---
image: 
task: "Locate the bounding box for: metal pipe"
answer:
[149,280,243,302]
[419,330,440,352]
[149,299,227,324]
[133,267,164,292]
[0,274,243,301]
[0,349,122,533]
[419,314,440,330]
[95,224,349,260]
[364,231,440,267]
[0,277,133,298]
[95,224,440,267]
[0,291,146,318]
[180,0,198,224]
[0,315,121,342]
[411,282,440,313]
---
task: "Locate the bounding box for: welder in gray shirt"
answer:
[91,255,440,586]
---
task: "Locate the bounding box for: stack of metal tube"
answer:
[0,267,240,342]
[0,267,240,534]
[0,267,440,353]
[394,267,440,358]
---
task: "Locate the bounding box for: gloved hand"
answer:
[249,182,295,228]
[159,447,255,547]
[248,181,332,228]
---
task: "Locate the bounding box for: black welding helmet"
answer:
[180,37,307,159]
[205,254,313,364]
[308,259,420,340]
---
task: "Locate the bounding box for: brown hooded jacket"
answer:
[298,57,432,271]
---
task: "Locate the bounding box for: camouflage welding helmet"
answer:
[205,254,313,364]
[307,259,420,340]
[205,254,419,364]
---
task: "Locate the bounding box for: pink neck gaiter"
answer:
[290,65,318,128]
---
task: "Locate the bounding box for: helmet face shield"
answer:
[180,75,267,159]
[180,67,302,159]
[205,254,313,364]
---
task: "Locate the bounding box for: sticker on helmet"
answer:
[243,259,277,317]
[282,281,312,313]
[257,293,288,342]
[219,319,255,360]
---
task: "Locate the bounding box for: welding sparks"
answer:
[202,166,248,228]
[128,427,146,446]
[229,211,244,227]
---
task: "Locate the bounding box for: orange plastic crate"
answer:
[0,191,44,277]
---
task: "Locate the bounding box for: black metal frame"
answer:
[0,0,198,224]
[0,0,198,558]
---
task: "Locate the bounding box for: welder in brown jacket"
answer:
————
_The request_
Every record above should be output exactly.

_Full solution_
---
image: 
task: "Locate the bounding box for: metal pipe"
answer:
[149,280,243,302]
[419,330,440,352]
[149,299,227,324]
[133,267,164,292]
[0,274,243,301]
[0,349,122,533]
[419,314,440,330]
[95,224,349,260]
[364,231,440,267]
[0,277,133,298]
[95,224,440,267]
[0,291,146,318]
[180,0,198,224]
[0,315,121,342]
[411,282,440,313]
---
task: "Locate the bounding box for: welder in gray shirt"
answer:
[91,255,440,586]
---
task: "Locate the bounding box for: stack of metal tube"
answer:
[0,267,240,342]
[0,267,240,534]
[0,267,440,353]
[394,267,440,358]
---
task: "Locate the bounding box for: gloved hand"
answer:
[249,182,295,228]
[159,447,255,547]
[248,181,332,228]
---
task: "Locate the bounding box for: black welding helmet"
answer:
[180,37,307,159]
[205,254,313,364]
[308,259,420,340]
---
task: "Locate the bounding box for: brown hooded jacket"
answer:
[298,57,432,271]
---
task: "Locate the bounding box for: camouflage welding helmet"
answer:
[205,254,313,364]
[307,259,420,340]
[205,254,419,364]
---
task: "Locate the bounding box for: pink neck gaiter"
answer:
[290,65,318,128]
---
task: "Locate the bounding box for: helmet face shield"
answer:
[180,75,267,159]
[180,67,302,159]
[205,254,313,364]
---
task: "Locate the bounding box for: sticker on helmet"
answer:
[243,259,277,317]
[282,281,312,313]
[257,293,288,342]
[219,319,255,360]
---
task: "Locate the bounding box for: welding sparks"
answer:
[202,166,248,228]
[128,427,146,446]
[229,211,244,227]
---
task: "Locate the bounding box for: orange plastic crate"
answer:
[0,191,44,277]
---
task: "Locate the bounding box for: black metal frame"
answer:
[0,0,198,224]
[0,0,198,558]
---
task: "Locate the bounding box for: welder in brown jacket"
answer:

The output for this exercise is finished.